Parts of the exercise =>
a – Please repeat word for word the stretch of the article on space Instagram accounts from "A photo posted by Tim" through "5. Nasa Goddard (@nasagoddard)".
b – Render this sentence from the article on space Instagram accounts in Spanish: "If there’s anything that can break us away from the humdrum monotony of modern life, it’s space."

As new space findings hit the news on an almost daily basis, the app offers an alternative window onto the universe.

If there’s anything that can break us away from the humdrum monotony of modern life, it’s space. It renders us awe-struck and captures our imagination with its vastness and surreal imagery, and as astronomy-related research expands, cosmic mysteries continue to unfold.

Whether it’s the occurrence of rare celestial events, the discovery of exoplanets that could potentially harbour life, or the confirmation of gravitational waves that ripple through the space-time continuum, it seems that there are new findings propelled onto our newsfeeds daily.  

Yet one of the best ways of keeping up to date with the latest research and projects at the frontier of space is on Instagram, the social media platform. Here are some of the accounts you should be following to get the greatest insight into space:

1. SpaceX (@spacex)

The aerospace company SpaceX designs spacecrafts and reusable rockets in the hope that their technology can one day make human life multi-planetary. Spearheaded be CEO Elon Musk, the company has the lofty ambition of one day colonising Mars. Below is a spectacular image of the company’s Falcon 9 rocket in its first-stage entry:


Photographer unexpectedly captures Falcon 9 second stage burn and first stage entry @slowcountrylife

A photo posted by SpaceX (@spacex) on


2. International Space Station (@iss)

The International Space Station, a habitable satellite whirling around the Earth approximately 16 times per day in low orbit, has an Instagram feed displaying the equipment on board as well as stunning pictures of the Earth from a distance. Here’s a picture from the station 250 miles above earth depicting the Earth as an azure blue marble:


The blue of the #bahamas can't be mistaken, even from 250 miles above. #YearInSpace #nasa #space #spacestation : @stationcdrkelly

A photo posted by International Space Station (@iss) on


3. Tim Peake (@astro_timpeake)

Currently aboard the International Space Station is Tim Peake, a British astronaut. As he has carried out his work on Expedition 46/47 on the station, he has shared a range of photos of Earth that he has shot with his Nikon D4 from the vantage point of space, from reefs off the coast of Mozambique to the glint of sun highlighting Vancouver Island. Here we have a clear image of the Pacific “Ring of Fire”:


3/3: The Pacific ‘Ring of Fire’ clear to see amongst the volcanoes of Kamchatka, Russia

A photo posted by Tim Peake (@astro_timpeake) on


4. Scott Kelly (@stationcdrkelly)

Scott Kelly is an engineer and a retired American astronaut who recently spent a year commanding the International Space Station, travelling 143,846,525 miles around our globe in the process. A quick scroll through his profile will demonstrate just how profound his experience must have been at the shores of space, and includes a host of images of the aurora borealis:


#GoodMorning #aurora and the Pacific Northwest! #YearInSpace #northernlights #beautiful #morning #space #spacestation #iss

A photo posted by Scott Kelly (@stationcdrkelly) on


5. Nasa Goddard (@nasagoddard)

(Object outline notes)
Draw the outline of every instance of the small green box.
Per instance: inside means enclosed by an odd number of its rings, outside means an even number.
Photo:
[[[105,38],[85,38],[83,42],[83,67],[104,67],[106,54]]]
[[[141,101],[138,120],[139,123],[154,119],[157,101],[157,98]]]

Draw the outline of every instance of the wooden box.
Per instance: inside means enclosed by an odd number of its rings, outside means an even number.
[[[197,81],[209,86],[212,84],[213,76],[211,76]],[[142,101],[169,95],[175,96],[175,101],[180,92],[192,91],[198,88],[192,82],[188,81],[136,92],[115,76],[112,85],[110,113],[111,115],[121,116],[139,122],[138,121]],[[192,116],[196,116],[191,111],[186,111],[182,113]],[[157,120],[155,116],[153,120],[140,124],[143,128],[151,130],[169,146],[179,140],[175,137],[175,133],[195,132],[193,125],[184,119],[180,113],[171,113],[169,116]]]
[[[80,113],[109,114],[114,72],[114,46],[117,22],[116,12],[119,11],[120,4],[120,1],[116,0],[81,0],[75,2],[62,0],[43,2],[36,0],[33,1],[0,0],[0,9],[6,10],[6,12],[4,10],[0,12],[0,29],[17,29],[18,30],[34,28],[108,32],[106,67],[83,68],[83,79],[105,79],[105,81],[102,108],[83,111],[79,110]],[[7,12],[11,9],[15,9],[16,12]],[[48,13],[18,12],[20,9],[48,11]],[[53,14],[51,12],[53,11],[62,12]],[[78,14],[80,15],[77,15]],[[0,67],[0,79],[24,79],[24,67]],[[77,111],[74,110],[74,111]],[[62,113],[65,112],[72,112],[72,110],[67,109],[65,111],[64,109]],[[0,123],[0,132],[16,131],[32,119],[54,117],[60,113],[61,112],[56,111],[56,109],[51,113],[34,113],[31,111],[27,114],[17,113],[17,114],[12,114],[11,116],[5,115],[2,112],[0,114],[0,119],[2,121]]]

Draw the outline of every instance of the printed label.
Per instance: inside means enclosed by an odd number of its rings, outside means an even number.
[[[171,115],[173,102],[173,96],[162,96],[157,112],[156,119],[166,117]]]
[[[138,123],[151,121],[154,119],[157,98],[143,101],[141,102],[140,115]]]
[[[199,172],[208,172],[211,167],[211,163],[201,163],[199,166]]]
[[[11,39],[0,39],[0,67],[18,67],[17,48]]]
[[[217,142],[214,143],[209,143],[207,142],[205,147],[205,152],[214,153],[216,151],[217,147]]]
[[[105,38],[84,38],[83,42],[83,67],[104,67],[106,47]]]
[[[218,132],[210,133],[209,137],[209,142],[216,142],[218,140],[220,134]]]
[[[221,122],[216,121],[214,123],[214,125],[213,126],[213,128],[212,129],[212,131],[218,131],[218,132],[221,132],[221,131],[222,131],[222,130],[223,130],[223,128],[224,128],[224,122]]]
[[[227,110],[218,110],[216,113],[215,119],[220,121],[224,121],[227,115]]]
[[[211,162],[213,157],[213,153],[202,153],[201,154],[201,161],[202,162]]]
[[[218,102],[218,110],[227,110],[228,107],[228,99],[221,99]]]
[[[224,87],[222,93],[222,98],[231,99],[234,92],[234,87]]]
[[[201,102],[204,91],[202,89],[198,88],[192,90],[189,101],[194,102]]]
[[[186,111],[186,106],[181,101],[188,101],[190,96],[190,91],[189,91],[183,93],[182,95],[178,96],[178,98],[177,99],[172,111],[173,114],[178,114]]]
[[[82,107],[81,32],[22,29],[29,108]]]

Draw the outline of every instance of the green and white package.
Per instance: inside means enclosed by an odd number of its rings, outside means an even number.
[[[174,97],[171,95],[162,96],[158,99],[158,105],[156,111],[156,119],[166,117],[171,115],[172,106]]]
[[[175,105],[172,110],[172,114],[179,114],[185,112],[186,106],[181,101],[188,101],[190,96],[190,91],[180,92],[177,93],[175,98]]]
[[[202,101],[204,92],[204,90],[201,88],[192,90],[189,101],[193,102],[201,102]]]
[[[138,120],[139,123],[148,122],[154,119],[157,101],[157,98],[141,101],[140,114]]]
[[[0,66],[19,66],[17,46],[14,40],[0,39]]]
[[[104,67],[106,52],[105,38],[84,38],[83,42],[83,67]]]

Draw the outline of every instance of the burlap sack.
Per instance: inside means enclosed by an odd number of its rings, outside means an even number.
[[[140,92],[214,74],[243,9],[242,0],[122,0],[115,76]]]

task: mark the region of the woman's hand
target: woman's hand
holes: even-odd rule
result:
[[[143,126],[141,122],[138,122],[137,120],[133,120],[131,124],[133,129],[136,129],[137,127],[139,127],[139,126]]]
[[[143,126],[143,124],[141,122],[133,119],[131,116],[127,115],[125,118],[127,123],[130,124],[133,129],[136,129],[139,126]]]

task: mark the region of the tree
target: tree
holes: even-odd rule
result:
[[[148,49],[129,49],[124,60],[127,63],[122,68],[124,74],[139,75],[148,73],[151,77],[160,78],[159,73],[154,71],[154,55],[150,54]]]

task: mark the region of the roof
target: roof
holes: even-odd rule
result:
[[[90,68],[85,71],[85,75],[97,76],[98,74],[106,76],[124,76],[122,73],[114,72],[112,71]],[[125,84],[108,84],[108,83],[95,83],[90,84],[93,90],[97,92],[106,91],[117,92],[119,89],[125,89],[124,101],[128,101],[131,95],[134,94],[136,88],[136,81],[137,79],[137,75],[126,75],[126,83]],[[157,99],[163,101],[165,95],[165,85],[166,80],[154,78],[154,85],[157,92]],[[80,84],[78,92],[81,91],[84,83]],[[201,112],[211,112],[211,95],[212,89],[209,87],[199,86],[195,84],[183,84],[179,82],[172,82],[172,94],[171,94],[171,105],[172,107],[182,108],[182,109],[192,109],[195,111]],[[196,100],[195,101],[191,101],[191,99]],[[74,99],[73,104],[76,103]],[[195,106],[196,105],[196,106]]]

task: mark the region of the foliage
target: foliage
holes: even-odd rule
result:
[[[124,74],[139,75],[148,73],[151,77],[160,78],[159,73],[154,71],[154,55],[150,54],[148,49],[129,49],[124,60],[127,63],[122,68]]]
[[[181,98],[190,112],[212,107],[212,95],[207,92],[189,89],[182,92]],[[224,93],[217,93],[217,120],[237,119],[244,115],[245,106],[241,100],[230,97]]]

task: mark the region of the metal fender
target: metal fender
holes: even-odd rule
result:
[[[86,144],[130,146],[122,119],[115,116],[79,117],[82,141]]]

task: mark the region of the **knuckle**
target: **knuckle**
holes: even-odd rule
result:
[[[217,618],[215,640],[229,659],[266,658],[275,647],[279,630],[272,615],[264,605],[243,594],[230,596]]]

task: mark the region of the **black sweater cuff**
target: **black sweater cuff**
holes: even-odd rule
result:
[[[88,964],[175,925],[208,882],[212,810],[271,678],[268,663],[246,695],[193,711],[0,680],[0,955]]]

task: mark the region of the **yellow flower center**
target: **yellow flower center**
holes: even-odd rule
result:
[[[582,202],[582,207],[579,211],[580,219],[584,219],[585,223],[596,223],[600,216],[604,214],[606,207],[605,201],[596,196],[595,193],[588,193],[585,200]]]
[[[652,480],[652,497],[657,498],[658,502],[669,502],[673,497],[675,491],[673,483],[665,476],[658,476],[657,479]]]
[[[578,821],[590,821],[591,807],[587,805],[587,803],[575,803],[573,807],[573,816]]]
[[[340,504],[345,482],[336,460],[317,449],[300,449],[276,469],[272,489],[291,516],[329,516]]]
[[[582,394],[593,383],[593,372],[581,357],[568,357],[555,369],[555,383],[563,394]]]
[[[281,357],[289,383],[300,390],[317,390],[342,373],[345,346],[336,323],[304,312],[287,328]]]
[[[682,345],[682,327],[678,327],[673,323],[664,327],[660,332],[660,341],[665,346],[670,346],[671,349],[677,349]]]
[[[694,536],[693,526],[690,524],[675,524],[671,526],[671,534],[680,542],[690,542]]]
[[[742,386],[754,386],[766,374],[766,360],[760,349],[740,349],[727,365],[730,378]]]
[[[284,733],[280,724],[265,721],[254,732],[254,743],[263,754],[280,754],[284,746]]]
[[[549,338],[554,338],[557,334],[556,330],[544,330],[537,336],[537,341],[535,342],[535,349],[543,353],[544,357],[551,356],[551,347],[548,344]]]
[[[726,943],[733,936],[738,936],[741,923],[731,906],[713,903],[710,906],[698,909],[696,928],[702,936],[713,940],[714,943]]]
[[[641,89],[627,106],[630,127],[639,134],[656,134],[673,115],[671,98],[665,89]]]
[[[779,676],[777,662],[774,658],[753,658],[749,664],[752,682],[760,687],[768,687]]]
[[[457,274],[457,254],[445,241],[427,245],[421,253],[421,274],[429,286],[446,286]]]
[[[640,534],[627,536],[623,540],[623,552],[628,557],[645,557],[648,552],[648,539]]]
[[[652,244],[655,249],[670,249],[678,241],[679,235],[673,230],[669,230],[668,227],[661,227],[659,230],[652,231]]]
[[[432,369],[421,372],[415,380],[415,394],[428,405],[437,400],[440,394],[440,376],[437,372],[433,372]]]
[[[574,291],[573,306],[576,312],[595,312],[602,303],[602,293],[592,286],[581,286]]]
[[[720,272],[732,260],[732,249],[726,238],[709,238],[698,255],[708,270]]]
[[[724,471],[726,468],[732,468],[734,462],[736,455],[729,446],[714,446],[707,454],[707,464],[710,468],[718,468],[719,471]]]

Results in order =>
a –
A photo posted by Tim Peake (@astro_timpeake) on


4. Scott Kelly (@stationcdrkelly)

Scott Kelly is an engineer and a retired American astronaut who recently spent a year commanding the International Space Station, travelling 143,846,525 miles around our globe in the process. A quick scroll through his profile will demonstrate just how profound his experience must have been at the shores of space, and includes a host of images of the aurora borealis:


#GoodMorning #aurora and the Pacific Northwest! #YearInSpace #northernlights #beautiful #morning #space #spacestation #iss

A photo posted by Scott Kelly (@stationcdrkelly) on


5. Nasa Goddard (@nasagoddard)

b – Si hay algo que pueda sacarnos de la tediosa monotonía de la vida moderna, es el espacio.